» Material for this exercise:
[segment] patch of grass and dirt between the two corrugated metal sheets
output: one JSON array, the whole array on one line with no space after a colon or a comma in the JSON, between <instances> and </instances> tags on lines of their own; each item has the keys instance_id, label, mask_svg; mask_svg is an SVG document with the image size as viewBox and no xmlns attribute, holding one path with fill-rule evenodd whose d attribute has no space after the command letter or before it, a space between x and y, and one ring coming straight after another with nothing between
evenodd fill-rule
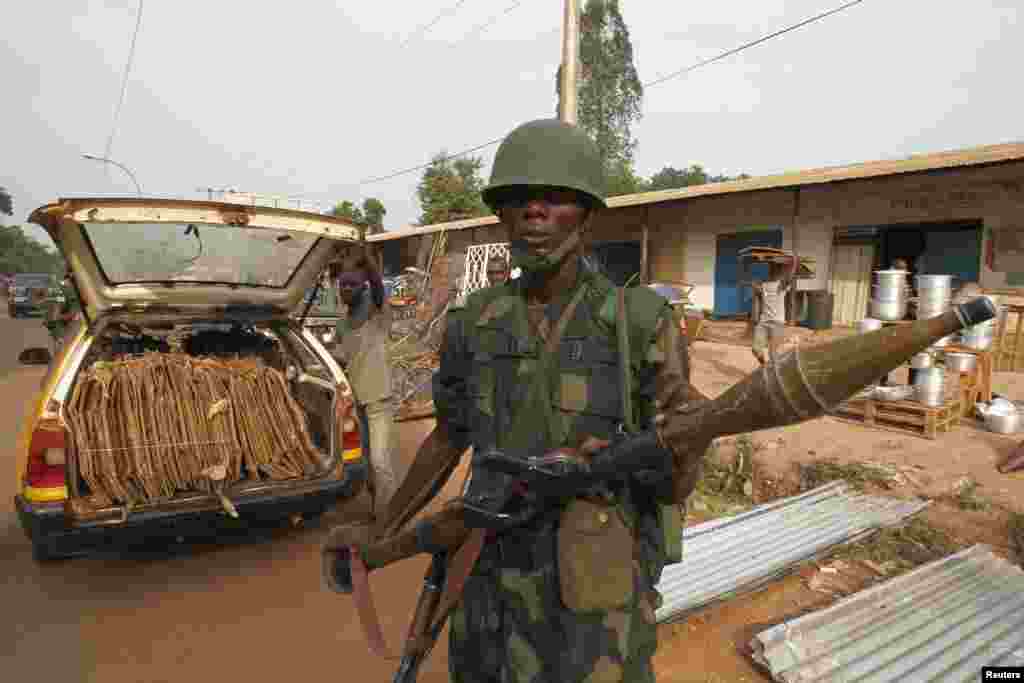
<instances>
[{"instance_id":1,"label":"patch of grass and dirt between the two corrugated metal sheets","mask_svg":"<svg viewBox=\"0 0 1024 683\"><path fill-rule=\"evenodd\" d=\"M911 517L902 526L884 528L868 539L843 546L834 557L870 560L886 567L890 575L951 555L961 550L948 533L924 519Z\"/></svg>"}]
</instances>

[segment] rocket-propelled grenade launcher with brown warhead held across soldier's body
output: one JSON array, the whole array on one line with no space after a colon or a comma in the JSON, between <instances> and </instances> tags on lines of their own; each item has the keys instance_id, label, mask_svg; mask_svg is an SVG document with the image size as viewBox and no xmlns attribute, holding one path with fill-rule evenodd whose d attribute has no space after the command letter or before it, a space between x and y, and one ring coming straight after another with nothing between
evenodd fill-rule
<instances>
[{"instance_id":1,"label":"rocket-propelled grenade launcher with brown warhead held across soldier's body","mask_svg":"<svg viewBox=\"0 0 1024 683\"><path fill-rule=\"evenodd\" d=\"M995 315L991 301L979 297L936 317L794 349L692 412L678 414L667 407L668 418L656 433L649 429L620 439L589 461L562 452L540 457L482 453L474 458L460 504L365 546L362 559L377 568L423 552L454 551L472 527L515 526L551 498L579 495L595 481L651 471L664 477L673 467L686 471L714 439L820 417L939 339ZM517 492L518 483L525 484L525 495L522 487Z\"/></svg>"}]
</instances>

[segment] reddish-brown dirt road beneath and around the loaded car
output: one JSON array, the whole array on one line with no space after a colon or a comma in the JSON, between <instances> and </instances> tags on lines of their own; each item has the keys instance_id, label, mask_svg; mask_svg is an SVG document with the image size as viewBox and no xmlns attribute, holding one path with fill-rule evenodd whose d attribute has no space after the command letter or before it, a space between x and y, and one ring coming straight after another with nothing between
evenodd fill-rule
<instances>
[{"instance_id":1,"label":"reddish-brown dirt road beneath and around the loaded car","mask_svg":"<svg viewBox=\"0 0 1024 683\"><path fill-rule=\"evenodd\" d=\"M394 664L369 653L350 600L319 580L319 529L283 528L219 544L33 562L14 514L13 444L42 371L19 368L26 345L45 343L38 319L0 318L0 672L4 680L273 682L390 680ZM431 422L404 423L411 457ZM334 513L338 514L337 511ZM373 577L389 644L397 647L425 561ZM446 644L424 682L446 680Z\"/></svg>"}]
</instances>

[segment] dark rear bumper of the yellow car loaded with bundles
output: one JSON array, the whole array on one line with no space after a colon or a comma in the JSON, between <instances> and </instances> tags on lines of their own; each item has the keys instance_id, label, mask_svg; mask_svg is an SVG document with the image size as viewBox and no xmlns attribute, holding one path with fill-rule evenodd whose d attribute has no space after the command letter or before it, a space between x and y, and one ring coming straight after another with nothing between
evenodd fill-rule
<instances>
[{"instance_id":1,"label":"dark rear bumper of the yellow car loaded with bundles","mask_svg":"<svg viewBox=\"0 0 1024 683\"><path fill-rule=\"evenodd\" d=\"M219 526L268 522L293 514L318 513L338 500L351 496L366 480L362 463L348 465L340 479L329 479L301 492L249 494L231 498L239 519L228 517L218 504L207 502L201 509L153 508L127 514L124 521L72 524L62 502L33 503L14 497L18 521L34 543L58 543L61 551L88 550L119 540L209 535Z\"/></svg>"}]
</instances>

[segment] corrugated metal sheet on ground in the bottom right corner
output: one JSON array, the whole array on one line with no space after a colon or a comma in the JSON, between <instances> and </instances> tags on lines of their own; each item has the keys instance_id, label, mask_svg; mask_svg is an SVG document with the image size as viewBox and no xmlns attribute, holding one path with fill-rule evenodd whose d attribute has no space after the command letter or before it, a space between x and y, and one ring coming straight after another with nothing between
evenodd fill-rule
<instances>
[{"instance_id":1,"label":"corrugated metal sheet on ground in the bottom right corner","mask_svg":"<svg viewBox=\"0 0 1024 683\"><path fill-rule=\"evenodd\" d=\"M777 681L978 681L1024 666L1024 571L973 546L752 641Z\"/></svg>"}]
</instances>

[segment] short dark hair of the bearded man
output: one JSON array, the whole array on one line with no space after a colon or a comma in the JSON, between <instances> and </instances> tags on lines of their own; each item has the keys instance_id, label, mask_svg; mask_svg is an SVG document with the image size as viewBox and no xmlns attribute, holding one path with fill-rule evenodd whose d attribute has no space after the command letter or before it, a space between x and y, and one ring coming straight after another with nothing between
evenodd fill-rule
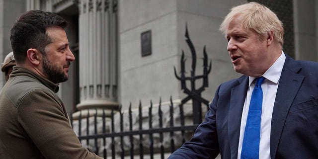
<instances>
[{"instance_id":1,"label":"short dark hair of the bearded man","mask_svg":"<svg viewBox=\"0 0 318 159\"><path fill-rule=\"evenodd\" d=\"M17 63L23 63L30 48L37 49L45 55L45 46L50 44L47 28L65 28L68 21L60 15L41 10L30 10L20 15L11 28L11 48Z\"/></svg>"}]
</instances>

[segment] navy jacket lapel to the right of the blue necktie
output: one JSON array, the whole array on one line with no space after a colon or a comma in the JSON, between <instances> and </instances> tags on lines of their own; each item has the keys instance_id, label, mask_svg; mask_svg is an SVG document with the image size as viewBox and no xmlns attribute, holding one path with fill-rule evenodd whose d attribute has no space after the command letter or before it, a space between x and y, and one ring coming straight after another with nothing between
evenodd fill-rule
<instances>
[{"instance_id":1,"label":"navy jacket lapel to the right of the blue necktie","mask_svg":"<svg viewBox=\"0 0 318 159\"><path fill-rule=\"evenodd\" d=\"M271 159L275 159L289 108L304 80L304 76L297 74L300 69L301 68L295 64L295 60L286 56L286 61L279 80L271 121Z\"/></svg>"}]
</instances>

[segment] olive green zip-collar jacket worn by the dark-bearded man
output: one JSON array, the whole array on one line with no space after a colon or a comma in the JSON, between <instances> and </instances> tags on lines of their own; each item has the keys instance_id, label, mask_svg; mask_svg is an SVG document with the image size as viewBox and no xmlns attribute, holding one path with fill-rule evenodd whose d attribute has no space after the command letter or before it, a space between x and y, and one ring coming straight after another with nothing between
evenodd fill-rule
<instances>
[{"instance_id":1,"label":"olive green zip-collar jacket worn by the dark-bearded man","mask_svg":"<svg viewBox=\"0 0 318 159\"><path fill-rule=\"evenodd\" d=\"M25 68L14 67L0 92L2 156L101 159L80 144L64 104L55 94L58 89L58 84Z\"/></svg>"}]
</instances>

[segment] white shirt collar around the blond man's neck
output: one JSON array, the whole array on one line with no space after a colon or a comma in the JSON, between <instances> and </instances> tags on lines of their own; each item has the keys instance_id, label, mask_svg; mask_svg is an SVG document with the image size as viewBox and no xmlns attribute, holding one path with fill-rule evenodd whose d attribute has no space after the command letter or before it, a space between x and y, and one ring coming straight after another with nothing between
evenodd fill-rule
<instances>
[{"instance_id":1,"label":"white shirt collar around the blond man's neck","mask_svg":"<svg viewBox=\"0 0 318 159\"><path fill-rule=\"evenodd\" d=\"M280 79L280 75L282 73L284 63L285 63L286 56L284 52L282 51L282 54L279 56L279 58L274 62L274 64L262 75L262 77L274 82L278 83ZM249 84L248 87L252 84L255 77L248 77Z\"/></svg>"}]
</instances>

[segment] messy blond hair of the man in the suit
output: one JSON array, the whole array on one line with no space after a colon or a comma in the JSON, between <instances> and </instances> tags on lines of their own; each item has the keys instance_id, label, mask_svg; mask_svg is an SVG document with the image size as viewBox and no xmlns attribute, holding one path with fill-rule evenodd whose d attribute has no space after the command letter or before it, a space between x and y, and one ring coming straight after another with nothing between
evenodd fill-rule
<instances>
[{"instance_id":1,"label":"messy blond hair of the man in the suit","mask_svg":"<svg viewBox=\"0 0 318 159\"><path fill-rule=\"evenodd\" d=\"M230 22L235 18L239 18L241 28L245 30L249 28L254 29L261 38L266 37L268 32L272 30L274 32L274 40L283 46L283 23L278 19L277 15L266 6L257 2L249 2L233 7L220 25L220 31L223 34L227 34Z\"/></svg>"}]
</instances>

» Assignment:
Filter the records above and return every line that holds the word "segment".

» Expected answer:
[segment] patch of grass and dirt between the two corrugated metal sheets
[segment] rocket-propelled grenade launcher with brown warhead held across soldier's body
[segment] reddish-brown dirt road beneath and around the loaded car
[segment] dark rear bumper of the yellow car loaded with bundles
[segment] corrugated metal sheet on ground in the bottom right corner
[segment] short dark hair of the bearded man
[segment] navy jacket lapel to the right of the blue necktie
[segment] olive green zip-collar jacket worn by the dark-bearded man
[segment] white shirt collar around the blond man's neck
[segment] messy blond hair of the man in the suit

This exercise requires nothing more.